'''

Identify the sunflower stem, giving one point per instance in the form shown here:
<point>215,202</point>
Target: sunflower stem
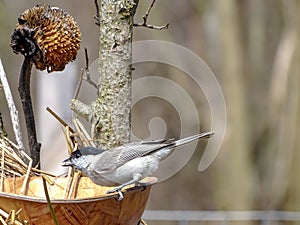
<point>24,91</point>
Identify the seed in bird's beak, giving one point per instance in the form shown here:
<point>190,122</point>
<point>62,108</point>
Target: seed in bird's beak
<point>67,162</point>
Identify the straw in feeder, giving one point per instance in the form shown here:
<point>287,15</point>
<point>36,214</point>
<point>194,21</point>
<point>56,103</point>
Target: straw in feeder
<point>49,38</point>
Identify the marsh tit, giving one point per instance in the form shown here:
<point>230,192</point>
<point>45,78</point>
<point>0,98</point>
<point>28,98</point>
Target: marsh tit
<point>126,164</point>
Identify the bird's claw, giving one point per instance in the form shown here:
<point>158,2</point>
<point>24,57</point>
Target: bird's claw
<point>121,196</point>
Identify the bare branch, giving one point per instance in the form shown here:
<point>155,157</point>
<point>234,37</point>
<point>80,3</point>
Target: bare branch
<point>145,18</point>
<point>85,72</point>
<point>12,108</point>
<point>97,16</point>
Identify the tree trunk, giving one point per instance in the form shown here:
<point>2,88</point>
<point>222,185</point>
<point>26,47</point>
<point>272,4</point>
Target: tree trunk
<point>110,113</point>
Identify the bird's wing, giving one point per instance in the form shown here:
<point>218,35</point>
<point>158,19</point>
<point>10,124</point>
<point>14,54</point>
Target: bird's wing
<point>128,152</point>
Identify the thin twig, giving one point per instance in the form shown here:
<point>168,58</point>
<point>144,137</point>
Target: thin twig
<point>12,109</point>
<point>49,202</point>
<point>2,172</point>
<point>87,77</point>
<point>87,72</point>
<point>145,18</point>
<point>26,178</point>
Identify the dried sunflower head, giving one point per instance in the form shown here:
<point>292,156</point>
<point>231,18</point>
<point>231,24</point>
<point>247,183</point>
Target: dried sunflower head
<point>48,35</point>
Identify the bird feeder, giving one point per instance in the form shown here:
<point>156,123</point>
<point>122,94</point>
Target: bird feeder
<point>49,38</point>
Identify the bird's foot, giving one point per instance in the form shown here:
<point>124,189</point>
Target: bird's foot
<point>119,190</point>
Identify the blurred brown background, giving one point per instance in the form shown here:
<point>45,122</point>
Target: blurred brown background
<point>252,46</point>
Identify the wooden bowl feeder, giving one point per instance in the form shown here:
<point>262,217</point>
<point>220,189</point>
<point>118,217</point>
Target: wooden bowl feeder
<point>49,38</point>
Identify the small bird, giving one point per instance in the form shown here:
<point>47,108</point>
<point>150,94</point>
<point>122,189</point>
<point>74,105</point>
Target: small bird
<point>126,164</point>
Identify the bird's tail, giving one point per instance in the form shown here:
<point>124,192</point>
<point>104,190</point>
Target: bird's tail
<point>193,138</point>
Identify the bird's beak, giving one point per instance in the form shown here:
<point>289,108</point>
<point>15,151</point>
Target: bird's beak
<point>67,162</point>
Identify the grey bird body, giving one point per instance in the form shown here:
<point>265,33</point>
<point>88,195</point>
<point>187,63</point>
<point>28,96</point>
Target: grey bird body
<point>126,164</point>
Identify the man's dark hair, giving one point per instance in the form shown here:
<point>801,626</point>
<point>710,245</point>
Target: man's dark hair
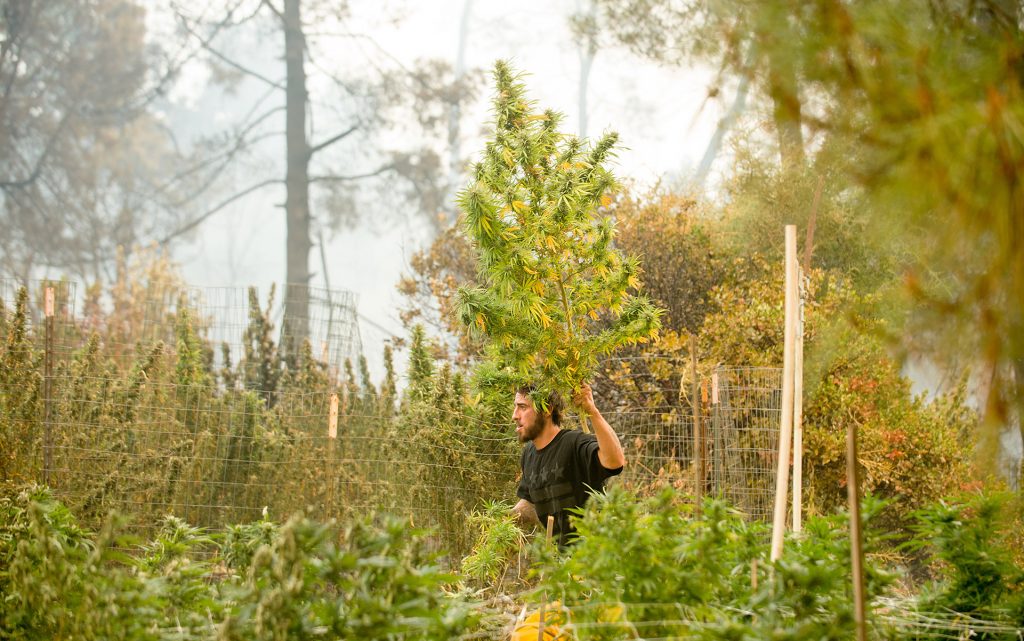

'''

WORK TO BE COMPLETED:
All of the material above should be reproduced exactly, except the pictures.

YOUR SOLUTION:
Identify the sunflower stem, giving one point per instance in the form shown here:
<point>215,202</point>
Target: sunflower stem
<point>24,91</point>
Identify the seed in bird's beak, giving one point per instance in the form shown here:
<point>190,122</point>
<point>62,108</point>
Target: seed in bird's beak
<point>67,162</point>
Identify the straw in feeder, giving one point per instance in the form shown here:
<point>287,15</point>
<point>36,214</point>
<point>194,21</point>
<point>56,103</point>
Target: straw in feeder
<point>49,38</point>
Identify the marsh tit, giving one point per instance in the form shown here:
<point>230,192</point>
<point>45,78</point>
<point>0,98</point>
<point>28,98</point>
Target: marsh tit
<point>126,164</point>
Identify the bird's claw, giving one point per instance in the form shown here:
<point>158,2</point>
<point>24,57</point>
Target: bird's claw
<point>121,196</point>
Identify the bare branch, giving one point per instance in the form shown here:
<point>155,157</point>
<point>234,37</point>
<point>80,3</point>
Target: bare branch
<point>145,18</point>
<point>85,72</point>
<point>12,108</point>
<point>97,16</point>
Identify the tree trunk, giving one point per instance in the form shown here:
<point>2,88</point>
<point>222,185</point>
<point>26,47</point>
<point>272,4</point>
Target: tree trunk
<point>110,113</point>
Identify the bird's wing, giving one point per instance in the form shown here:
<point>218,35</point>
<point>158,19</point>
<point>10,124</point>
<point>14,54</point>
Target: bird's wing
<point>128,152</point>
Identify the thin twig, giving one point per instance in the form shown here:
<point>168,58</point>
<point>144,137</point>
Target: thin twig
<point>12,109</point>
<point>49,202</point>
<point>2,172</point>
<point>87,77</point>
<point>87,72</point>
<point>145,18</point>
<point>26,178</point>
Identify the dried sunflower head, giving one point per instance in the form shown here:
<point>292,156</point>
<point>231,18</point>
<point>231,24</point>
<point>247,183</point>
Target: dried sunflower head
<point>48,35</point>
Identify the bird feeder, giving one point per instance in the form shown here:
<point>156,123</point>
<point>122,94</point>
Target: bird feeder
<point>49,38</point>
Identify the bird's foot, giving one point per instance in the form shown here:
<point>124,189</point>
Target: bird's foot
<point>119,190</point>
Identify the blurred brown background, giving one point per instance in the form shown here:
<point>45,122</point>
Target: blurred brown background
<point>252,46</point>
Identify the wooden bowl feeder, giving one point per instance in the form shown here:
<point>262,217</point>
<point>220,189</point>
<point>118,217</point>
Target: wooden bowl feeder
<point>49,38</point>
Identify the small bird, giving one point per instance in the form shown here:
<point>47,108</point>
<point>150,94</point>
<point>122,189</point>
<point>74,105</point>
Target: small bird
<point>126,164</point>
Identify the bird's tail, giving one point per instance in the form shown here:
<point>124,192</point>
<point>104,190</point>
Target: bird's tail
<point>193,138</point>
Identify the bird's beak, giving one point per instance in the form shown here:
<point>289,108</point>
<point>15,151</point>
Target: bird's beak
<point>67,162</point>
Identify the grey bird body, giving one point per instance in the form shown here:
<point>265,33</point>
<point>88,195</point>
<point>187,63</point>
<point>28,96</point>
Target: grey bird body
<point>126,164</point>
Identify the man's dark hair, giving one point per instance in the form shown here:
<point>801,626</point>
<point>710,245</point>
Target: man's dark hair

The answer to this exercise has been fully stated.